### GOAL
Copy out the entries exactly, from the first line to the last.

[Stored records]
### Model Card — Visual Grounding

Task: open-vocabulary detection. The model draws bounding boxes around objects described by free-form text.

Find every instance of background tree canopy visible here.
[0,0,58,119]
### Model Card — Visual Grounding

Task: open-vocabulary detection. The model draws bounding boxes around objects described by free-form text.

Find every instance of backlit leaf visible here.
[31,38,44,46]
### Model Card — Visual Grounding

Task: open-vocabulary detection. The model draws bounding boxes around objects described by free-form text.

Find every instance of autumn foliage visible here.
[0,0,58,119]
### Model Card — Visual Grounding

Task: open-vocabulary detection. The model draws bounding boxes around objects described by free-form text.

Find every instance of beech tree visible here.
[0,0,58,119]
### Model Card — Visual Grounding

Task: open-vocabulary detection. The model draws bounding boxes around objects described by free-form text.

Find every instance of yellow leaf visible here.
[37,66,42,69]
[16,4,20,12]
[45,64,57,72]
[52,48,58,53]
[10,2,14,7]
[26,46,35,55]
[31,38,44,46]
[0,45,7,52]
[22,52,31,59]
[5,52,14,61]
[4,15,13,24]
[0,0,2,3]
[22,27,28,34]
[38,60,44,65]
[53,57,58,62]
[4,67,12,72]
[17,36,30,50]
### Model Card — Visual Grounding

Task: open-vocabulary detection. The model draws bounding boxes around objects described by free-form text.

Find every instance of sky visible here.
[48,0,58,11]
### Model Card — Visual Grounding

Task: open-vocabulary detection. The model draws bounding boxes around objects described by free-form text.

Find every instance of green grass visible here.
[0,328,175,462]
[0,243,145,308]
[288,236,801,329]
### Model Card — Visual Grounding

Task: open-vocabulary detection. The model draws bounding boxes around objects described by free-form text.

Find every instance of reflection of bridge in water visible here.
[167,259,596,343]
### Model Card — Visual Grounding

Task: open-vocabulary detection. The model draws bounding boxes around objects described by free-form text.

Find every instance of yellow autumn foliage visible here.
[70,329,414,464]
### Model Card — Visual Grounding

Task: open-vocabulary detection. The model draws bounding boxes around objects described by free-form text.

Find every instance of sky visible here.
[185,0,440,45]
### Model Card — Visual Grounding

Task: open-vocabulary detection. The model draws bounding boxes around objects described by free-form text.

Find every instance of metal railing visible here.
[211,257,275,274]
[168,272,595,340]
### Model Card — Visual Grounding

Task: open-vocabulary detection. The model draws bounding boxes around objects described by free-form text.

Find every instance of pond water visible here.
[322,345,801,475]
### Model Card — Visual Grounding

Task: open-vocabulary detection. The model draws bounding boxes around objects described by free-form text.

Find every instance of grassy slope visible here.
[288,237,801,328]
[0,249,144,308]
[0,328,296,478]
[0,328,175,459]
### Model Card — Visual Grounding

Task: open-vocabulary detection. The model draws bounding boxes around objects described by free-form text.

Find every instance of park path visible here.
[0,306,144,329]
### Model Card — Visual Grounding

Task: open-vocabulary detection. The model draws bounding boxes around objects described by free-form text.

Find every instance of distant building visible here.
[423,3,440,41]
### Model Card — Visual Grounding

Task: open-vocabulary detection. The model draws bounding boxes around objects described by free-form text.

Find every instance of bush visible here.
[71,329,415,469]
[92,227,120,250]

### COMPLETED EXERCISE
### Model Card — Visual Grounding

Task: open-vocabulary detection. The model draws bounding boxes around objects described by free-form text.

Find every instance of background tree canopy visible here.
[0,0,58,119]
### Model Card — Visual Grounding

Task: open-vocabulary detection. The model draws bounding boxes around objects described by free-form text.

Find every instance of backlit leaf visible here.
[31,38,44,46]
### Model Card — Visual Grounding

Task: open-vocabulary detection. The model draws bounding boxes around objects described by free-form text.

Find every instance of autumn foliage visible here.
[0,0,58,119]
### Model Card — Visual Grounding

Task: open-vocabulary detection. The model draws bounding boxes around objects described by free-form text.

Find every instance of beech tree visible here.
[0,0,58,119]
### Model Card — Visual Grounding

Task: open-vocabulary detection. The model draws bounding boxes around objects described by free-form text.

Find every instance of yellow leaf visible here.
[37,66,42,69]
[16,4,20,12]
[45,64,57,72]
[52,48,58,53]
[10,2,14,7]
[26,46,35,55]
[31,38,44,46]
[0,45,7,52]
[22,52,31,59]
[5,52,14,61]
[4,15,13,24]
[0,0,2,3]
[22,27,28,34]
[38,60,44,65]
[53,57,58,62]
[4,67,12,72]
[17,36,30,50]
### Model Card — Visual Grounding

Task: open-vocabulary detection. The model draws bounding boxes around objects described by free-form text.

Find every instance of sky visible here.
[48,0,58,11]
### Model Card — Visual Grounding

Task: open-vocabulary detection. The model draws bounding boxes around objects described by free-form text.

Find every instance of green grass visible here.
[0,328,175,462]
[0,243,145,308]
[288,236,801,329]
### Model Card — Visual Grounding

Task: open-vocabulary detection. The model draws bounding boxes around objects described by free-form text.

Find every instance of reflection of bridge in water visible here.
[167,259,596,343]
### Model Card — Visual Grounding

Task: open-vocabulary detection. The model draws bounding boxes around objects described by free-form text.

Find every instance of yellow autumn foliage visible here.
[70,329,414,464]
### Model Card — Visual Grounding

Task: open-vocabulary detection. The model draws bounding boxes around objects described by free-form text.

Find every instance of sky visible here.
[185,0,440,45]
### Model Card — Visual Grounding

Task: open-vocabulary detection. The model draws bounding boxes around objects described by free-form text.

Find every instance of metal railing visible here.
[211,257,275,274]
[168,272,595,340]
### Model Card — Visual Grounding

Task: open-vocabulary detection. The model draws bounding boxes around objects described by free-form text.

Find every instance of pond water visible here.
[322,345,801,475]
### Model Card — Visual Grounding

Task: open-vocabulary detection. The model draws bounding boxes around objects described by free-form text.

Find every instance of grassy slope visible here.
[288,237,801,328]
[0,249,144,308]
[0,328,296,478]
[0,328,175,459]
### Model Card — Visual Grounding

Task: open-vocabulary detection. The model draws bounding boxes around objects described by free-form text.

Find every instance of park path visible here.
[0,306,144,329]
### Model Card — Visual Grounding

Task: open-vocabulary detection. The model draws bounding boxes around objects described by free-form text.

Find every instance of distant building visible here.
[423,3,440,41]
### Model Card — Visual Grounding

Task: open-vocabulary detection. The model draws bounding boxes around objects described by free-form text.

Find every instance of bush visible here.
[71,329,415,469]
[92,227,120,250]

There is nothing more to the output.